— Start TEXT PASSAGE —

# Flights Data Exploratory Analysis using PySpark – King Khalid International Airport (RUH)

This notebook presents a comprehensive Exploratory Data Analysis (EDA) of flight operations associated with King Khalid International Airport (RUH).
The dataset includes detailed information about airlines, aircraft, flight statuses, terminals, schedules, and destinations.
The objective of this analysis is to understand flight distribution patterns, airline activity, terminal utilization, and time-based trends that characterize RUH’s air traffic.

*italicized text*
These insights lay the foundation for future stages such as flight-delay prediction, demand forecasting, or terminal resource optimization using machine learning or simulation models.

In [1]:
!pip install pyspark



In [2]:
from pyspark.sql import SparkSession
spark = SparkSession.builder \
    .appName("PySpark Data Analysis") \
    .getOrCreate()

In [3]:
df = spark.read.parquet("/content/flights_RUH.parquet")
df.show(5)

+-------------+---------------+------------+--------------+-----------------+------------+------------+-------+-----------+---------------+-------+--------+-------------------+-------------------+-------------------+-----------------+----------------+------------------------+------------------------+------------------------+-------------------------+--------------------------+----------------------------+
|flight_number| aircraft.model|aircraft.reg|aircraft.modeS|     airline.name|airline.iata|airline.icao| status|flight_type|codeshareStatus|isCargo|callSign|origin_airport_name|origin_airport_icao|origin_airport_iata|movement.terminal|movement.quality|destination_airport_icao|destination_airport_iata|destination_airport_name|movement.airport.timeZone|movement.scheduledTime.utc|movement.scheduledTime.local|
+-------------+---------------+------------+--------------+-----------------+------------+------------+-------+-----------+---------------+-------+--------+-------------------+------

In [4]:
from pyspark.sql import functions as F
def q(name: str):
    return F.col(f"`{name}`")

null_counts = df.select([
    F.sum(F.when(q(c).isNull(), 1).otherwise(0)).alias(c)
    for c in df.columns
])
null_counts.show(truncate=False)

— End TEXT PASSAGE —

■ EXERCISE SET:
1. Shorten the paragraph of the RUH flights notebook that begins "This notebook presents a comprehensive Exploratory Data Analysis," keeping its main facts.
2. Output the part of the RUH flights notebook between "The objective of" and "RUH’s air traffic.", inclusive, without changing anything.

— Start MATERIAL PROVIDED —

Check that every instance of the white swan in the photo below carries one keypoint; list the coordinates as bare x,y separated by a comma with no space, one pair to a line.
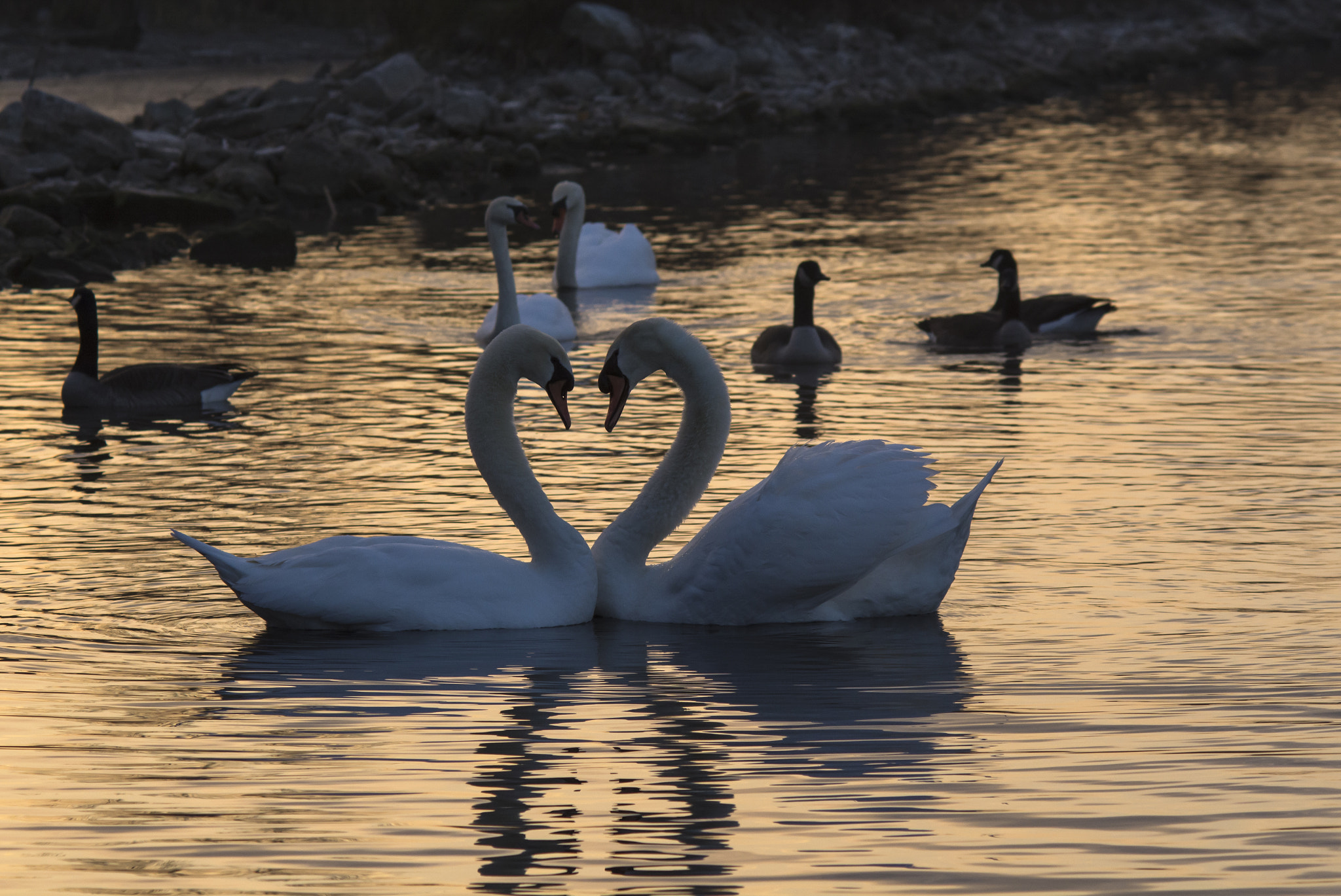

— End MATERIAL PROVIDED —

■ WORKED ANSWERS:
1. The notebook explores flight operations at King Khalid International Airport (RUH). It uses data on airlines, aircraft, flight statuses, terminals, schedules and destinations. The goal is to understand flight distribution, airline activity, terminal use and time-based trends in RUH's air traffic.

2.
The objective of this analysis is to understand flight distribution patterns, airline activity, terminal utilization, and time-based trends that characterize RUH’s air traffic.